Énoncé 1: Recopiez tels quels les enregistrements qui suivent, en omettant les images.

Les candidats passifs sont souvent recherchés par les recruteurs en quête de compétences particulières et qui veulent recruter pour des emplois à haut degré de qualification ou nécessitant un savoir faire pointu. Selon un chercheur canadien qui s’est penché sur la situation des candidats passifs en France, ils correspondent à 95% soit à des managers / cadres supérieurs (directeurs, administratif, RH, comptabilité, finances…), soit des salariés aux compétences particulièrement recherchées, dans les secteurs en très forte tension et qui souffrent de pénurie de main d’œuvre (transport, logistique, métiers de la mer, santé), soit encore à des salariés aux compétences rares, car nouvelles ou excessivement techniques (informatique, développement durable et nouvelles énergies, par exemple). Pour mettre le maximum de chances de leur côté de séduire ces profils qu’ils veulent recruter mais qui ne sont pas pro actifs, les recruteurs ont compris qu’ils devaient désormais non seulement savoir repérer ces talents passifs, mais aussi s’adresser à eux de manière personnalisée et différente de la façon dont ils s’adressent à des candidats actifs.

Bien personnaliser le message pour chaque candidat

Proposer à chaque candidat passif un propos et une stratégie d’approche différents, adaptés à qui il est, ce qu’il fait, son profil, ses compétences, c’est un jeu difficile mais qui peut s’avérer extrêmement payant sur l’échiquier du marché du travail et des talents rares.

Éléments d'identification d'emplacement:
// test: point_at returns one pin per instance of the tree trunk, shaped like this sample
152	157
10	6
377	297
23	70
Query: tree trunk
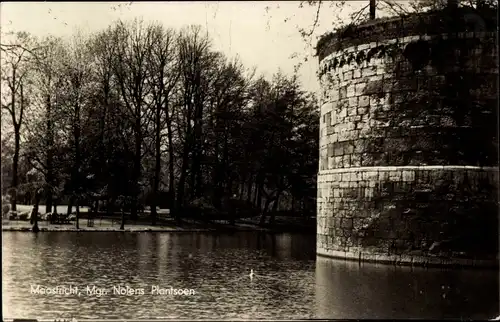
171	159
15	165
452	4
50	144
35	228
70	205
272	218
157	173
372	9
122	226
137	170
264	211
77	213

Énoncé 2:
Répondez aux questions suivantes sur le texte consacré aux candidats passifs.
(a) Selon un chercheur canadien, à quel pourcentage les candidats passifs correspondent-ils aux profils décrits ?
(b) Quels secteurs en très forte tension sont cités ?
(c) Sur quel échiquier une approche différente pour chaque candidat passif peut-elle s'avérer extrêmement payante ?

Résultat attendu 1:
// test: point_at returns one pin per instance of the tree trunk, shaped like this sample
152	157
10	6
377	297
23	70
Query: tree trunk
171	159
15	165
452	4
50	144
35	228
70	205
272	218
157	173
372	9
122	226
137	170
264	211
77	213

Résultat attendu 2:
(a) À 95 %.
(b) Le transport, la logistique, les métiers de la mer et la santé.
(c) Sur l'échiquier du marché du travail et des talents rares.